Task details
Count the lines in the listing below that contain the string "positive", and give only that number.

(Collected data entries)
BEGIN

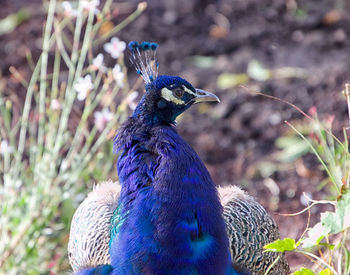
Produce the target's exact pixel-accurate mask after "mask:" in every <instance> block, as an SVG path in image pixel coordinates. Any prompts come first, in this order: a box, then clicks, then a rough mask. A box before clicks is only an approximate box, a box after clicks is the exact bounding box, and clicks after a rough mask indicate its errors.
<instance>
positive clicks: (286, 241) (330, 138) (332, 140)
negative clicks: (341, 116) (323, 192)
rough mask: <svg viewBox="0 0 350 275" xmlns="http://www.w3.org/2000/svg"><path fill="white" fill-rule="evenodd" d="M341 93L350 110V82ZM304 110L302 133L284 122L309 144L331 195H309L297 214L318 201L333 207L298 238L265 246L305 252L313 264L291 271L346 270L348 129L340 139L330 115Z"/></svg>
mask: <svg viewBox="0 0 350 275" xmlns="http://www.w3.org/2000/svg"><path fill="white" fill-rule="evenodd" d="M343 93H344V96H345V98H346V101H347V104H348V108H349V111H350V86H349V85H348V84H347V85H346V88H345V91H344V92H343ZM303 114H304V115H305V116H306V118H307V119H308V120H309V127H308V129H309V132H308V134H305V133H306V132H307V131H305V132H304V133H302V132H300V131H299V130H298V129H297V128H296V127H294V126H293V125H292V124H291V123H289V122H286V123H287V125H288V126H290V127H291V128H292V129H293V130H294V131H295V133H296V134H297V136H299V138H300V142H303V144H304V145H307V146H309V148H310V151H311V152H312V153H314V154H315V155H316V157H317V159H318V160H319V162H320V163H321V167H322V169H323V170H324V171H325V172H326V174H327V176H328V177H327V180H326V181H325V185H326V186H328V187H329V188H328V189H329V190H330V196H331V198H332V199H325V200H321V201H315V200H311V199H309V201H310V204H309V206H308V207H307V208H306V209H304V210H303V211H301V212H299V213H297V214H300V213H303V212H305V211H308V210H309V209H310V208H311V207H313V206H314V205H317V204H329V205H331V206H332V207H333V209H334V210H333V211H326V212H323V213H321V216H320V219H319V222H318V223H317V224H316V225H314V226H313V227H309V228H307V229H306V231H305V232H304V234H303V235H302V236H301V237H300V238H299V240H294V239H291V238H285V239H284V240H277V241H275V242H273V243H271V244H268V245H267V246H266V247H265V248H266V249H267V250H269V251H278V252H283V251H292V252H295V253H300V254H303V255H306V256H308V257H309V259H311V260H312V261H313V263H314V265H313V266H312V267H311V268H302V269H301V270H299V271H296V272H295V273H294V274H297V275H300V274H339V275H340V274H349V273H350V235H349V233H348V230H349V227H350V185H349V182H350V178H349V177H350V175H349V172H350V158H349V143H348V133H347V130H348V129H346V128H344V140H343V141H342V142H341V141H340V140H339V139H338V138H337V137H336V136H334V135H333V134H332V131H331V125H332V121H333V119H332V117H329V118H328V119H326V120H323V121H320V120H319V118H318V115H317V111H316V109H315V108H314V109H312V111H311V116H309V115H307V114H305V113H303ZM349 114H350V112H349ZM349 122H350V120H349ZM310 129H311V131H310ZM304 152H305V150H304Z"/></svg>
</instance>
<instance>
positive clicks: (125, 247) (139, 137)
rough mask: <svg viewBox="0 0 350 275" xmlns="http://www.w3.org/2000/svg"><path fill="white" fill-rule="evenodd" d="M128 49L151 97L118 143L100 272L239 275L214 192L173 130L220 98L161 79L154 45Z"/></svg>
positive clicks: (166, 77) (137, 113)
mask: <svg viewBox="0 0 350 275" xmlns="http://www.w3.org/2000/svg"><path fill="white" fill-rule="evenodd" d="M129 48H130V50H131V51H132V52H133V61H134V62H135V67H136V69H137V71H138V73H140V74H141V75H142V77H143V78H144V80H145V83H146V93H145V95H144V96H143V98H142V99H141V101H140V102H139V104H138V106H137V108H136V110H135V112H134V114H133V115H132V116H131V117H130V118H129V119H128V120H127V122H126V123H125V124H124V125H123V126H122V127H121V128H120V129H119V131H118V134H117V136H116V138H115V140H114V149H115V152H116V153H117V154H118V155H119V158H118V162H117V169H118V176H119V181H120V184H121V194H120V199H119V206H118V208H117V211H116V212H115V213H114V216H113V218H112V221H111V226H112V228H111V240H110V258H111V265H110V266H109V265H108V266H107V265H106V266H104V269H103V271H104V272H107V273H108V272H110V273H111V274H186V275H187V274H218V275H219V274H239V273H237V272H236V271H234V270H233V269H232V267H231V256H230V251H229V243H228V237H227V233H226V228H225V223H224V219H223V209H222V205H221V203H220V201H219V198H218V194H217V189H216V187H215V185H214V183H213V181H212V179H211V177H210V175H209V173H208V171H207V169H206V168H205V166H204V164H203V163H202V161H201V160H200V158H199V157H198V155H197V154H196V152H195V151H194V150H193V149H192V148H191V147H190V146H189V145H188V144H187V143H186V142H185V141H184V140H183V139H182V138H181V137H180V136H179V135H178V133H177V132H176V130H175V128H174V124H175V119H176V117H177V116H178V115H179V114H181V113H182V112H184V111H185V110H187V109H188V108H189V107H190V106H191V105H192V104H194V103H196V102H200V101H213V100H214V101H218V98H217V97H216V96H215V95H213V94H211V93H209V92H205V91H202V90H199V89H195V88H193V87H192V85H191V84H190V83H189V82H187V81H186V80H184V79H182V78H180V77H174V76H159V77H157V67H158V66H157V64H156V62H155V59H154V58H151V57H150V56H151V55H150V54H149V51H152V52H154V51H155V49H156V48H157V45H156V44H155V43H149V42H143V43H141V44H139V43H137V42H132V43H130V44H129ZM141 53H144V56H145V57H146V61H145V62H143V61H142V60H140V59H139V58H141ZM152 62H153V63H155V64H152ZM111 267H112V268H111ZM102 268H103V266H102V267H101V266H100V267H97V268H96V269H89V270H85V271H82V272H83V273H81V274H93V272H95V271H97V269H99V270H102Z"/></svg>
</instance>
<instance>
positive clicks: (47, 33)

END

Response area
4